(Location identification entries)
******

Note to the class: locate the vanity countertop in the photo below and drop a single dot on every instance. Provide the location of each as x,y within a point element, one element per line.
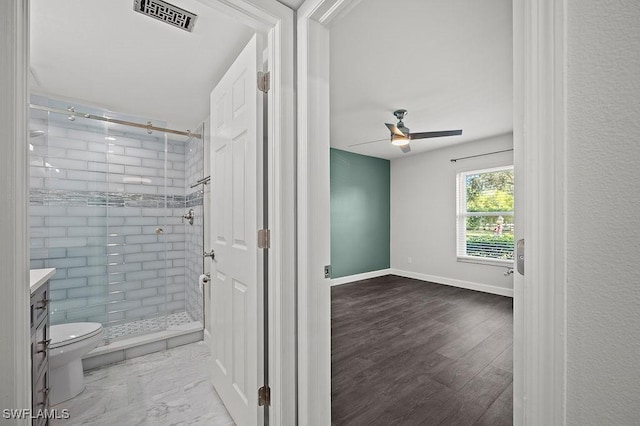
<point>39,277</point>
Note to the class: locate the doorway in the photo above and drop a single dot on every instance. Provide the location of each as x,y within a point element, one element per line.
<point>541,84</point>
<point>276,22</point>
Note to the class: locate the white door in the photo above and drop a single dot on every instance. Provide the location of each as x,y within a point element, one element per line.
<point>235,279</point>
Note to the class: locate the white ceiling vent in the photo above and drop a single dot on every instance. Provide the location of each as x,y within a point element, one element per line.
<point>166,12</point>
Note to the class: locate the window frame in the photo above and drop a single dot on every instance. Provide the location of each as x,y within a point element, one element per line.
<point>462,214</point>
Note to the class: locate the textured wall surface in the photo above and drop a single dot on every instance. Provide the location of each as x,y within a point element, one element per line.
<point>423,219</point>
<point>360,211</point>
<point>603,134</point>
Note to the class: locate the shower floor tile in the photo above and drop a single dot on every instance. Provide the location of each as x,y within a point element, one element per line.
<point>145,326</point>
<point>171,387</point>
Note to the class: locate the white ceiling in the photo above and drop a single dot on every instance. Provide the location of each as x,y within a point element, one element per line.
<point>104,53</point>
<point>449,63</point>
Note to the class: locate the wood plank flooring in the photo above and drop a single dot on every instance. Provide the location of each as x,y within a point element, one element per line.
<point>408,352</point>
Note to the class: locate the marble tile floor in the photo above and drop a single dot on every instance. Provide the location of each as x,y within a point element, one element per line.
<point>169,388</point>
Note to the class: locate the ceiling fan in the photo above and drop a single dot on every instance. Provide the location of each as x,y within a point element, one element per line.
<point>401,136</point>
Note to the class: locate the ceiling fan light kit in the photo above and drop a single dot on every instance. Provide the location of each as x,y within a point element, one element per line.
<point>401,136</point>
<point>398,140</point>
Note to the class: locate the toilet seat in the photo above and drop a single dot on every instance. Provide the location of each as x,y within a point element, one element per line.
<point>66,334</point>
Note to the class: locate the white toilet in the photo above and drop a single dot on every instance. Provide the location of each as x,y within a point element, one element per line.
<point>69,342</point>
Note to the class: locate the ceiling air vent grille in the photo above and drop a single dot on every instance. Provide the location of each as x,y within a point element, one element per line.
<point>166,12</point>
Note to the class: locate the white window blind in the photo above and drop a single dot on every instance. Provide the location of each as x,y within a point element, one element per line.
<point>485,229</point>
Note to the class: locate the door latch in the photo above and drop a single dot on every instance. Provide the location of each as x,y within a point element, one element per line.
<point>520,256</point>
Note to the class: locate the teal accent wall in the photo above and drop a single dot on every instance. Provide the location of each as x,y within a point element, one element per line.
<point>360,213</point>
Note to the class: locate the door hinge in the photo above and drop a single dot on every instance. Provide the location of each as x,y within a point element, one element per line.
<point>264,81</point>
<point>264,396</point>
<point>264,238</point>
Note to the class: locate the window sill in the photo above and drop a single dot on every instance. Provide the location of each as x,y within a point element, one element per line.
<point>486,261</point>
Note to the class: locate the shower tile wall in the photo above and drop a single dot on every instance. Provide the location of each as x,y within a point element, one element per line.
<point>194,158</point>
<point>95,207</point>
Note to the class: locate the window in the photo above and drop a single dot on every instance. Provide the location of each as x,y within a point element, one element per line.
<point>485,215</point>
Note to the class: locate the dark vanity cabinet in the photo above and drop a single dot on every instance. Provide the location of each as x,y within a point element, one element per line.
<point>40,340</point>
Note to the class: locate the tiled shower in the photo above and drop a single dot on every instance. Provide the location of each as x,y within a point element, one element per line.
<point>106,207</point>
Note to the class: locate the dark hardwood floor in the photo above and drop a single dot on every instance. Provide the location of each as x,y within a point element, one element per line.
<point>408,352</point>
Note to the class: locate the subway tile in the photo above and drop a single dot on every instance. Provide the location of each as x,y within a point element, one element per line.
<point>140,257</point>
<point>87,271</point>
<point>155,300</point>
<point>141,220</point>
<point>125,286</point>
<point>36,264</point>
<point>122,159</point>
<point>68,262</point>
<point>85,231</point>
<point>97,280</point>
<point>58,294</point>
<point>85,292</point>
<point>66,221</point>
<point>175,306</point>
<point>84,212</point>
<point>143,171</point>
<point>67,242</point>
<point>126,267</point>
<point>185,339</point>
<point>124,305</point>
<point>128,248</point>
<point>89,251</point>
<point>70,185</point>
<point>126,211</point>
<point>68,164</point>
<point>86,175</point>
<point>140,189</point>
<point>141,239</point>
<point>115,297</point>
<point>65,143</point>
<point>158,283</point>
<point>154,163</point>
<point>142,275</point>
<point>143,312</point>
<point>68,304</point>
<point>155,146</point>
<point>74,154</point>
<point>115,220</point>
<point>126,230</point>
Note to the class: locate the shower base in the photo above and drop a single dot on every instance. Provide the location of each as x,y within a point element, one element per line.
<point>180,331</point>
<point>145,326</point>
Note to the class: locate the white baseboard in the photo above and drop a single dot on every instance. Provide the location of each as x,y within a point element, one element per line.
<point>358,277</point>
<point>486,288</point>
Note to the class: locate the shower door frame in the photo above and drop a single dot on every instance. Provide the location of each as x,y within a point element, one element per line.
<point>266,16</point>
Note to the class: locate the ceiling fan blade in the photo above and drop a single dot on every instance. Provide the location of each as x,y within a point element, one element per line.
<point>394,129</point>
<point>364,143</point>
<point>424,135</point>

******

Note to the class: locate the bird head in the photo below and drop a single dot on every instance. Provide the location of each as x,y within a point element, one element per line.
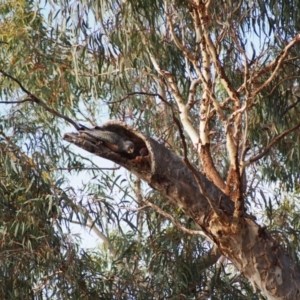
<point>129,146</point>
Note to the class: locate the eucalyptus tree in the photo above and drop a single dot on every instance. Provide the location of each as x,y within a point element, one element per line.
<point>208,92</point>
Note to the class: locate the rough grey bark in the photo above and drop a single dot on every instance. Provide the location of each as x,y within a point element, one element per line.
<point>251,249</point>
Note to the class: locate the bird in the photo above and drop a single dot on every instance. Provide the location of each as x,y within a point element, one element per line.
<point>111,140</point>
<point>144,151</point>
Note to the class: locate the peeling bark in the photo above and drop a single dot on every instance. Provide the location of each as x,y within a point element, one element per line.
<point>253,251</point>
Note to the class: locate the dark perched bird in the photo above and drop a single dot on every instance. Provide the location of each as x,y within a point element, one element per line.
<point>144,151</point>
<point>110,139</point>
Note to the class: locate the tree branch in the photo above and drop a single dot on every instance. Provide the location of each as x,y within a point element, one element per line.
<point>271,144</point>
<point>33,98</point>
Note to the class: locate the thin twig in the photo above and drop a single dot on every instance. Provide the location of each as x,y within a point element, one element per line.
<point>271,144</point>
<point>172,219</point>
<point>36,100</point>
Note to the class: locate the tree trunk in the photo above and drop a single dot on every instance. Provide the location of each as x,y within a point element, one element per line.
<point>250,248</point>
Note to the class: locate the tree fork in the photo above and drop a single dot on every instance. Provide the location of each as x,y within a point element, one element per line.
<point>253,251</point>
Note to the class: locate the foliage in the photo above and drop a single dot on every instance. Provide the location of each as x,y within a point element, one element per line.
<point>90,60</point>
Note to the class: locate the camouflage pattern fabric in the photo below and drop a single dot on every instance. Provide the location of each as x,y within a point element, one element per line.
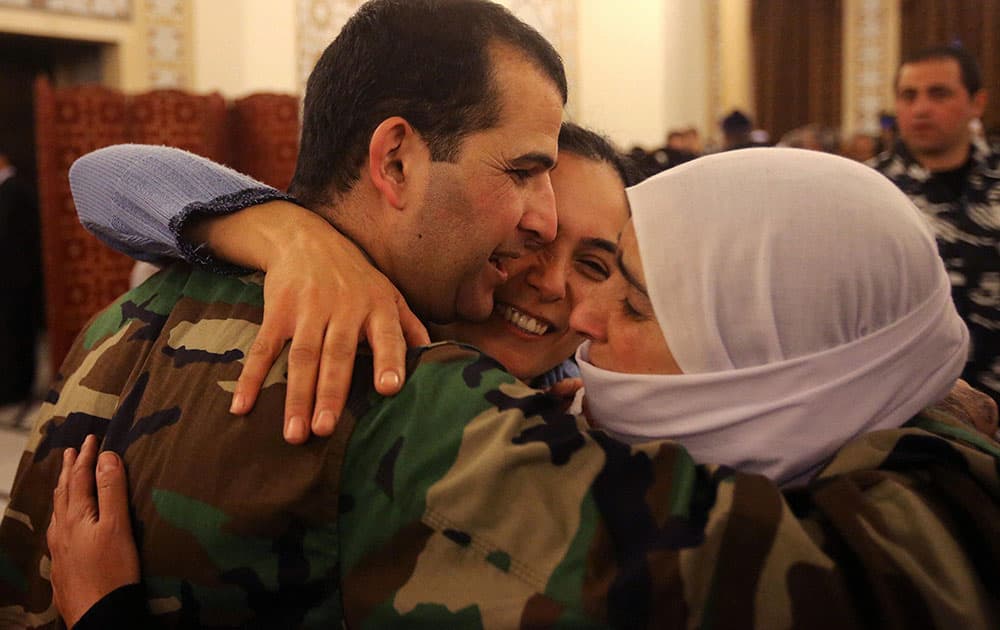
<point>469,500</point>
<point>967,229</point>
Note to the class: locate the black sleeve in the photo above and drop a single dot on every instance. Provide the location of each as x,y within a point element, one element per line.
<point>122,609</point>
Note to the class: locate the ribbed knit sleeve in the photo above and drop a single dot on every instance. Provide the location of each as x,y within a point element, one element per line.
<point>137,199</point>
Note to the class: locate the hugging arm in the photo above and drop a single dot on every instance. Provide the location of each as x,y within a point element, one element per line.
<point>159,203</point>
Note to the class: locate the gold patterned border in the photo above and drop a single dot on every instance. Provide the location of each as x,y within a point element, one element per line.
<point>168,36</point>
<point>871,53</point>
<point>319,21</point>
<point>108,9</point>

******

Repeat the lines from the one with "Note to the class: locate the ceiling fan blade" up to and including the one with "<point>424,135</point>", keeping every character the same.

**RESULT**:
Note to the class: locate the ceiling fan blade in the photo above and drop a single dot on every instance. Provide the location of each as x,y within a point element, one element per line.
<point>394,129</point>
<point>364,143</point>
<point>424,135</point>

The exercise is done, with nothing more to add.